**Image-grounded pointing data**
☆ ☆ ☆ ☆
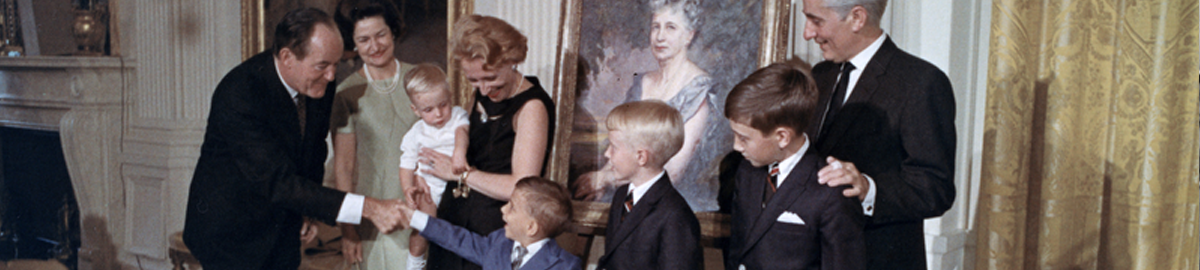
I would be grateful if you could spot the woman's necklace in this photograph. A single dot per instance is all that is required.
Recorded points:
(483, 113)
(376, 87)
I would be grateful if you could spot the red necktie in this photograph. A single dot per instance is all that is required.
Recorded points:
(772, 184)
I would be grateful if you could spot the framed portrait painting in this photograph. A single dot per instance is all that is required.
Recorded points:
(687, 53)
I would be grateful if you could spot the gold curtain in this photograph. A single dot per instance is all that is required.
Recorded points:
(1090, 156)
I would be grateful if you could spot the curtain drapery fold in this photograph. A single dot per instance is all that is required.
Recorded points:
(1090, 156)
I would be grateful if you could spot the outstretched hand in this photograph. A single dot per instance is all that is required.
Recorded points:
(384, 214)
(840, 173)
(352, 245)
(309, 231)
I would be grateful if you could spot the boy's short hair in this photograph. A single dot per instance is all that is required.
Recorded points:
(425, 78)
(547, 203)
(649, 124)
(780, 95)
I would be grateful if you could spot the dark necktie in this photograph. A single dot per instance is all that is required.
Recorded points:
(629, 204)
(300, 111)
(772, 184)
(521, 252)
(839, 95)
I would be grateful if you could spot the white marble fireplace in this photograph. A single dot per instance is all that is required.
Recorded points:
(82, 100)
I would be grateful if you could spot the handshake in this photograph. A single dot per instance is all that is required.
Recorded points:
(389, 215)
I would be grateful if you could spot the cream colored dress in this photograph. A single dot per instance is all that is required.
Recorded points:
(378, 118)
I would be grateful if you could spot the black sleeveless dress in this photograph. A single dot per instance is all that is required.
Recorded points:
(491, 150)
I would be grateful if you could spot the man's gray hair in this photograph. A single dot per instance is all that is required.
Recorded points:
(874, 7)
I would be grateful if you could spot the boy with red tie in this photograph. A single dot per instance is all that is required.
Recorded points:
(781, 216)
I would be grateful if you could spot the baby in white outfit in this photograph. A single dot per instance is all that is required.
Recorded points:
(443, 129)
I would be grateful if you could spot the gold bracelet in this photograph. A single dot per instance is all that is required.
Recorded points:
(462, 178)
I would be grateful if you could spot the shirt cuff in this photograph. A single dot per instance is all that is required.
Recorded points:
(419, 221)
(352, 209)
(869, 202)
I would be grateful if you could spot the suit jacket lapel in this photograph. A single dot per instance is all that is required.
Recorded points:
(791, 190)
(868, 84)
(281, 101)
(545, 258)
(643, 208)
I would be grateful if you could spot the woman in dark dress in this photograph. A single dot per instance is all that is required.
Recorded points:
(511, 123)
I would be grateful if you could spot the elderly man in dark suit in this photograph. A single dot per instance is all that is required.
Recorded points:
(887, 126)
(263, 156)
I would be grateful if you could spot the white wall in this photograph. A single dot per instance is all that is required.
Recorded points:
(539, 22)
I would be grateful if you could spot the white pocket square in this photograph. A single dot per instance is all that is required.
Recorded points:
(790, 217)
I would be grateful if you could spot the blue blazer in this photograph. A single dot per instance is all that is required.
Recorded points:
(495, 251)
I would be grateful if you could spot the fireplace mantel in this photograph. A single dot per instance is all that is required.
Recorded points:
(82, 99)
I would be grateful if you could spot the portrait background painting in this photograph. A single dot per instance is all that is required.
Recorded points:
(615, 46)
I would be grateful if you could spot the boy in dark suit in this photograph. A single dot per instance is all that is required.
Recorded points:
(537, 214)
(781, 216)
(649, 225)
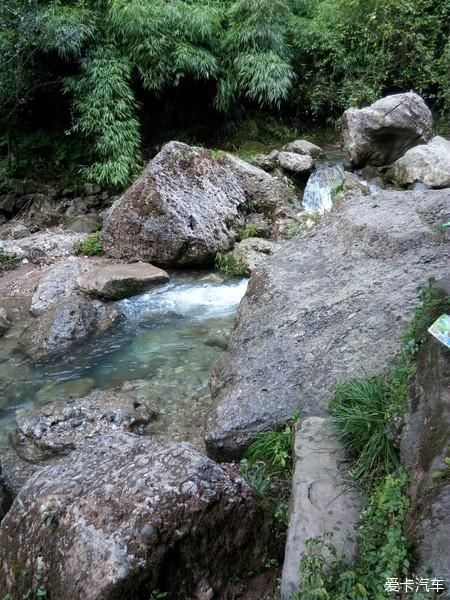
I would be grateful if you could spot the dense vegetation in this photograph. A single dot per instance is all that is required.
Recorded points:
(110, 73)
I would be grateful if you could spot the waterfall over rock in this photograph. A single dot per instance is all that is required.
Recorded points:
(318, 196)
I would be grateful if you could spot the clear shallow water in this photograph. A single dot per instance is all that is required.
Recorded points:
(161, 350)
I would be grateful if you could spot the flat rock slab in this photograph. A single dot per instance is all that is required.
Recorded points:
(124, 516)
(44, 247)
(188, 205)
(325, 307)
(322, 500)
(117, 281)
(295, 163)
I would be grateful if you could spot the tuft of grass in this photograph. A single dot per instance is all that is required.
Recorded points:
(274, 450)
(248, 231)
(383, 551)
(92, 245)
(227, 263)
(362, 411)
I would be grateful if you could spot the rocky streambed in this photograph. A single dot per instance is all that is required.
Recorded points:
(100, 392)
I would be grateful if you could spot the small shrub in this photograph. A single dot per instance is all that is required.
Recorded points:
(227, 263)
(248, 231)
(91, 246)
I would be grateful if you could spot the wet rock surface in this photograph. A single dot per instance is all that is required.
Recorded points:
(114, 282)
(427, 163)
(323, 498)
(57, 282)
(63, 425)
(187, 206)
(381, 133)
(124, 516)
(64, 324)
(327, 306)
(305, 148)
☆ ☆ ☆ ☆
**What is being asked**
In the copy, include no pictures; otherwise transcribe the entries exactly.

**Output for this exercise**
I would be grateful if you could spot the woman's necklace in this photograph. A single dot per instance is all that is required.
Recorded points:
(483, 113)
(376, 87)
I would be grateful if you could spot the red necktie in this photograph. A single dot per instance is all that is required.
Recorded points:
(772, 184)
I would be grateful if you could spot the framed portrait painting in this photograph. A single dot per instance is all that is required.
Recorded points:
(687, 53)
I would be grateful if you could spot the gold curtain in this photograph. A single dot per instance is all that is required.
Recorded points:
(1090, 156)
I would be grateful if you could spot the curtain drapery fold in this photograph. A single dot per instance is all that is required.
Recorded points:
(1090, 156)
I would be grateful if you could spot the outstretched hand in this photograph. A single dot per instance is all that is required.
Recorded points:
(384, 214)
(840, 173)
(352, 245)
(309, 231)
I would be grateful if you could spot the boy's short hair in this photograph. A single dot per instance is all that is required.
Recorded points:
(425, 78)
(547, 203)
(649, 124)
(780, 95)
I would be grateful if you could spot the dark necktie in this photograph. A single dot per instance is all that is required.
Recorded points:
(629, 204)
(300, 111)
(772, 184)
(521, 252)
(839, 95)
I would be grateful if you could spot the white marble fireplace in this photograph. A single dot per instance is all that is required.
Recorded points:
(82, 100)
I would be grateful if you could spot the handshake in this photograph. A single dot per instance is all that is required.
Recorded points:
(389, 215)
I would be grateful if you could spot the cream colored dress in this photograph. A single dot per instance is all that is required.
Recorded points:
(378, 118)
I would be grateful if you could spot the black sleeveless dress in this photograph. A single dot per instance is all that is required.
Recorded points:
(491, 150)
I would be grateful if you could spot the man's gray hair in this photograph. A single dot per instance is all that is required.
Recorded points:
(874, 7)
I would be grateful if you could spot the boy with red tie in this photograph. A single dot per instance is all that is required.
Recorded points:
(781, 216)
I would be grateful if you could spot the baby in white outfit in this photograph. A single dot per instance is all that is required.
Recorded points:
(443, 129)
I would be grateful if you could spot the gold bracelet in this photograph. A single dot per instance is all that is required.
Recorded points:
(462, 178)
I would be grateful if you could spot the shirt cuff in this photograph. A single dot per instance is all that is required.
Recorded points:
(419, 221)
(352, 209)
(869, 202)
I would be grateful if you could spot the suit jacket lapel in this photograph. A single dot per instance is all that is required.
Recorded points:
(791, 190)
(868, 84)
(281, 101)
(545, 258)
(643, 208)
I would be grateful if you could spot the woman in dark dress in this photograph. A single dot per instance is all that is required.
Recorded points:
(511, 123)
I would be grateful if you could spot the elderly man in dark suit in this photograph. A single dot per instance is all that is required.
Recorded points:
(887, 126)
(263, 156)
I would be grateful if you could spot the white wall in this photograph. A single dot per instance is all that is required.
Recorded points:
(539, 22)
I would be grateful if you could spot the white pocket square in this photograph. A single dot per instance is all that is required.
Recorded points:
(790, 217)
I would be grateful if you could spot the blue blazer in this photograph. A single dot per instance is all that is required.
Recorded points:
(495, 251)
I would be grateful if you could spot the fireplace mantel in this photograph. A single dot per instance is all that is required.
Recorded points:
(82, 99)
I would be grateful if you could spot the portrait background painting in this photograph. A single dot per instance is all that is required.
Recorded points:
(615, 46)
I would be grateful if you could spot the boy in dark suit in this photograph. A single dot per instance is all that is required.
Recorded points:
(537, 214)
(781, 216)
(649, 225)
I would be grateful if you could spot the dense vegetation in this photograph. A single dot per instance is all that is required.
Recorded points:
(110, 73)
I would be grateful if you could spot the waterfall over rock in this photograph. A single dot per instance is all that is required.
Recorded points:
(318, 196)
I would be grateful if you could spot the clear shallow water in this photograph. A single dot per instance is all that is required.
Recorded points:
(161, 350)
I would be grateful if you could spot the flat rock slab in this photograph. A single dot per instance is all that is required.
Recorded points:
(124, 516)
(44, 247)
(188, 205)
(325, 307)
(322, 500)
(117, 281)
(295, 163)
I would be grateful if you could spot the tuft of grass in this photograph. A single dot per instance is all that is required.
Recorded points:
(274, 450)
(248, 231)
(383, 551)
(92, 245)
(227, 263)
(362, 411)
I would be grateful if you could spot the rocky streambed in this photograph. A single dot per instance is all that is required.
Recorded points:
(100, 392)
I would be grateful if you could spot the small shrub in this photograph. A single dot per instance is all that is required.
Recorded points:
(227, 263)
(248, 231)
(91, 246)
I would be grateful if you could spot the wet rock surface in this photograph. A single dot per instance is all that is required.
Recorded points:
(114, 282)
(427, 163)
(323, 498)
(57, 282)
(63, 425)
(187, 206)
(381, 133)
(124, 516)
(64, 324)
(327, 306)
(305, 148)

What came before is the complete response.